📝 Refactor pairwise comparison

davidgasquez · davidgasquez · commit 8d4338ff40b3 · 2025-11-20T18:38:19.000+01:00
diff --git a/Deep Funding.md b/Deep Funding.md
@@ -94,31 +94,10 @@ Once the competition ends, extra comparisons could be gathered for projects that
 
 - Set a consensus over which meta-mechanism is used to evaluate weights (e.g: Brier Score). Judged/rank mechanism/models solely on their performance against the rigorous pre-built eval set. No subjective opinions. Just a leaderboard of the most aligned weight distributions.
   - Win rates can be derived from pairwise comparisons
-- No intensity, just more good old pairwise comparisons!
-  - Intensity [requires global knowledge](https://xkcd.com/883/), has interpersonal scales, and humans are incoherent when assigning them (even in the same order of magnitude).
-  - Make it easy and smooth for people to make their comparisons. Use LLM suggestions, good UX with details, remove any friction, and get as many as possible. Filter after the fact using heuristics or something simpler like a whitelist. If there is a test set (labels from people the org trust), evaluate against that to choose the best labelers.
-  - Fields that use pairwise comparisons.
-    - Psychology (psychometrics) trying to predict the latent utilities of items
-    - Consumer science doing preference testing
-    - Decision analysis
-    - Marketing (also with top-k or best-worst method)
-    - Recommendation systems
-    - Sports (elo)
-    - RLHF
-  - Pairwise comparisons make choices a simple decision (yes / no, this or that). No one knows what 3.4x better means
-  - Occam's razor works here too: simple things generalize better
-  - Intensity makes the distribution curve arbitrary
-- We should test the assumption expert jurors give good results. Jurors are messy and not well calibrated. Collecting more information from "expert" jurors will probably add more noise. We should instead assume noisy jurors and use techniques to deal with that.

Tasks for this exercise ▸
• A. Decide whether each statement agrees with the commit diff. For each, answer yes or no and quote the words from the diff that settle it.
(i) Sports appears among the fields that use pairwise comparisons.
(ii) Intensity is said to need only local knowledge.
(iii) Expert jurors are described as well calibrated.
• B. In the commit diff, what example is given of a meta-mechanism used to evaluate weights?
• C. Continue the commit diff about pairwise comparison from its last line.

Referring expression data
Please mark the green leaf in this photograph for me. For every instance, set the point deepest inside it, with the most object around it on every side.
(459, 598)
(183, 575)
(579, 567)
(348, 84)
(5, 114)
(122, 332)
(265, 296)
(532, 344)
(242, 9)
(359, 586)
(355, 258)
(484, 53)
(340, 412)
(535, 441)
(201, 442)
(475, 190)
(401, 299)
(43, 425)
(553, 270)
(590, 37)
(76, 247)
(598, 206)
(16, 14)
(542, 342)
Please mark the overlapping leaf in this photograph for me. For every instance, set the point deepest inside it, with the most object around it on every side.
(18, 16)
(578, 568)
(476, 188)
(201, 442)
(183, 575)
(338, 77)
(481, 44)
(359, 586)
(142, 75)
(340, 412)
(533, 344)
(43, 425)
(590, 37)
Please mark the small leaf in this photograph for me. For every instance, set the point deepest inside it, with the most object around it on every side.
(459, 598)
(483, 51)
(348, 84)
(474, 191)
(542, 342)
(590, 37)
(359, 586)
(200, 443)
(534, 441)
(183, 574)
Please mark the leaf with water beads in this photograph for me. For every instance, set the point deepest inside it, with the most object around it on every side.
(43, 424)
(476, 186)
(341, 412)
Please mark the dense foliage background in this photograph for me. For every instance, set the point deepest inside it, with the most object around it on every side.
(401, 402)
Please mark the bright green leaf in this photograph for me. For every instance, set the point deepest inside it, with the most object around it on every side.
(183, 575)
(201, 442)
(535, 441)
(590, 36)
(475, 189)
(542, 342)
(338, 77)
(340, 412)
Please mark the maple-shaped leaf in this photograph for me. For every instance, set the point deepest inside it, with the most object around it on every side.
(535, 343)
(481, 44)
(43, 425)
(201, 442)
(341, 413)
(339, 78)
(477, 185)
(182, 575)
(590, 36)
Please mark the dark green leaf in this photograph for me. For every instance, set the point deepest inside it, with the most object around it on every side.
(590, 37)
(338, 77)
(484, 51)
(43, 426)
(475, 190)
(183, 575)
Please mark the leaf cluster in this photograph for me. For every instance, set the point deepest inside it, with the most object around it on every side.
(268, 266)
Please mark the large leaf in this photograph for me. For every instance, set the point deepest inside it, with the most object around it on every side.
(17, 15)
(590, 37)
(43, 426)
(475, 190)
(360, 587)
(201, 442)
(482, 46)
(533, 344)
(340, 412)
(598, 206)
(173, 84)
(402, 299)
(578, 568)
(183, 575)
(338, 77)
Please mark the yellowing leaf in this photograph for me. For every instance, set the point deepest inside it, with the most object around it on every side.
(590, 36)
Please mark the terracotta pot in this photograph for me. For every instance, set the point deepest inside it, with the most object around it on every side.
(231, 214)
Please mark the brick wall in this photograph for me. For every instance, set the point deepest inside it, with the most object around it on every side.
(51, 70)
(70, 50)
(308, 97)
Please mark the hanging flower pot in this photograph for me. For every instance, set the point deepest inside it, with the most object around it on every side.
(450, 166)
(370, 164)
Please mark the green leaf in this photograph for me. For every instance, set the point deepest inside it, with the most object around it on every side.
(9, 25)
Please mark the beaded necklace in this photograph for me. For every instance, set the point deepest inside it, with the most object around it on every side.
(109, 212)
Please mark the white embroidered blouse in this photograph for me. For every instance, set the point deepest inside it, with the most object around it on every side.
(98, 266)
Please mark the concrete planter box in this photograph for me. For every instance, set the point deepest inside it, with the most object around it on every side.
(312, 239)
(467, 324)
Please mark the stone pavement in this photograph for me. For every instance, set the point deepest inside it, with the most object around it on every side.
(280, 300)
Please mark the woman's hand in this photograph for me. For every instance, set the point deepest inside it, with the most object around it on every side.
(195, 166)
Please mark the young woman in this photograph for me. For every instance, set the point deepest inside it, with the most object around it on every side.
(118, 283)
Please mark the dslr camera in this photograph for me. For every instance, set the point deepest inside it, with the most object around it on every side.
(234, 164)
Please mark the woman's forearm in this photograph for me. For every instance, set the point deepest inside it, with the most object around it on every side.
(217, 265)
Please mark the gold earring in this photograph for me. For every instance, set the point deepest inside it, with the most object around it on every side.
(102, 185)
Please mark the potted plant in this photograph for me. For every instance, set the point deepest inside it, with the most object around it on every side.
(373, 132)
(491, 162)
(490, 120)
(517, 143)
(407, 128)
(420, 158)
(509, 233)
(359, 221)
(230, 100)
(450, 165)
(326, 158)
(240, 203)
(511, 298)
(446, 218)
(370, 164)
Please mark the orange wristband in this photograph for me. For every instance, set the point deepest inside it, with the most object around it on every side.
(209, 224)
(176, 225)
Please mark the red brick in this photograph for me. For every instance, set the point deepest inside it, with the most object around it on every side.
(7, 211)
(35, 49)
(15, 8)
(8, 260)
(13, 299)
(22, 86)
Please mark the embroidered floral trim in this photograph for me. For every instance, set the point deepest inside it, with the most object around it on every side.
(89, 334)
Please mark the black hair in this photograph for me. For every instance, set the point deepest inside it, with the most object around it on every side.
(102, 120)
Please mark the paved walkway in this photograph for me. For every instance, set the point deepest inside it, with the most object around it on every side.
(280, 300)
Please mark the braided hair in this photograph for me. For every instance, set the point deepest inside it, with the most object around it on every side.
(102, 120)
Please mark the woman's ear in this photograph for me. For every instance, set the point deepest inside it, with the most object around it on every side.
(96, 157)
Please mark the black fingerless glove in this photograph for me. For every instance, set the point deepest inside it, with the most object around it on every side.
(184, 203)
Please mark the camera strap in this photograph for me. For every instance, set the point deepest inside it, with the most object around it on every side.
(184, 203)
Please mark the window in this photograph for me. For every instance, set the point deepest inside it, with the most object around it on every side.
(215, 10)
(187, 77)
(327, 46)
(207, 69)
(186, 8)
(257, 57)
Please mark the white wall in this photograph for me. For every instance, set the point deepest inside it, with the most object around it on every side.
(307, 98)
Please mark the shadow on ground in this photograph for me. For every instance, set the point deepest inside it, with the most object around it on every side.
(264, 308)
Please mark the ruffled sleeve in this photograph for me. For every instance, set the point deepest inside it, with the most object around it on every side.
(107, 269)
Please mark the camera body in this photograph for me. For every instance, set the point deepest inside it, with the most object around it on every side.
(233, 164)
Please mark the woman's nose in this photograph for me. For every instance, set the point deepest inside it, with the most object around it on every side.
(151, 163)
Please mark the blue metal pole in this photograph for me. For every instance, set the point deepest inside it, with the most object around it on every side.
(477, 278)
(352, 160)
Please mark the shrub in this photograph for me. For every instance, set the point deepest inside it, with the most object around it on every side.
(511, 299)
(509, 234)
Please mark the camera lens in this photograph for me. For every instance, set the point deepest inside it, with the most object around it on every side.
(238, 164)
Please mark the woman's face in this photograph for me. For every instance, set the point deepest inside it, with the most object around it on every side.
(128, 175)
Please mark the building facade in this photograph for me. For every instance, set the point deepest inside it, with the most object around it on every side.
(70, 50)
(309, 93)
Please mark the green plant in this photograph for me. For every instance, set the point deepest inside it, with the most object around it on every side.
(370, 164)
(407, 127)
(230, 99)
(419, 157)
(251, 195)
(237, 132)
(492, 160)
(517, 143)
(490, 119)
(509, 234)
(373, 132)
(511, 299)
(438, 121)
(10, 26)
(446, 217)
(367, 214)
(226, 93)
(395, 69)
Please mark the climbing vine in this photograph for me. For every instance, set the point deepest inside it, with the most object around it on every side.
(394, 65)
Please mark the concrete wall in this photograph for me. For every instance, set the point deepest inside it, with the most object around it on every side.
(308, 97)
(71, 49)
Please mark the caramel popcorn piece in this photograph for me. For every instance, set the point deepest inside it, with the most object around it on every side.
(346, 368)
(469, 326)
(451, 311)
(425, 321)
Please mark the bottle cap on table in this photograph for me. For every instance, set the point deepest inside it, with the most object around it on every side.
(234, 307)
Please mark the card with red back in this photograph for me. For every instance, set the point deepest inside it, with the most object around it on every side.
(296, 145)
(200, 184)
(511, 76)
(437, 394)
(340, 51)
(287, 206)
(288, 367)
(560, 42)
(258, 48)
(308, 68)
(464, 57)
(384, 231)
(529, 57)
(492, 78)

Results ▸
• A.
(i) Yes: "Sports (elo)"
(ii) No: "requires global knowledge"
(iii) No: "Jurors are messy and not well calibrated."

• B. Brier Score.

• C.
-  - There are better and more modern methods to derive weights from [noisy pairwise comparisons](https://arxiv.org/abs/2510.09333) ([from multiple annotators](https://arxiv.org/abs/1612.04413))
-  - [Detect and correct for evaluators' bias in the task of ranking items from pairwise comparisons](https://link.springer.com/article/10.1007/s10618-024-01024-z)
-- Use active ranking or dueling bandits to [speed up the data gathering process](https://projecteuclid.org/journals/annals-of-statistics/volume-47/issue-6/Active-ranking-from-pairwise-comparisons-and-when-parametric-assumptions-do/10.1214/18-AOS1772.pdf)
-  - Stop with a "budget stability" rule (expected absolute dollar change from one more batch is less than a threshold)
+- Lean on the [[Pairwise Comparisons]] playbook (binary questions over intensity, active sampling, filtering noisy raters) for any human labeling.
 - Do some post-processing to the weights:
   - Report accuracy/Brier and use paired bootstrap to see if gap is statistically meaningful
   - If gaps are not statistically meaningful, bucket rewards (using Zipf's law) so it feels fair
-- If anyone (or jury selection is more relaxed) can rate you can remove low-quality raters with heuristics or pick only the best N raters (crowd BT)
-  - Crowdsourced annotators are often unreliable, effectively [integrating multiple noisy labels to produce accurate annotations stands as arguably the most important consideration for designing and implementing a crowdsourcing system](https://arxiv.org/pdf/2407.06902).
-- To gather more comparisons, a top-k method could be used instead of pairwise. Show 6 projects. Ask for the top 3 (no need to order them).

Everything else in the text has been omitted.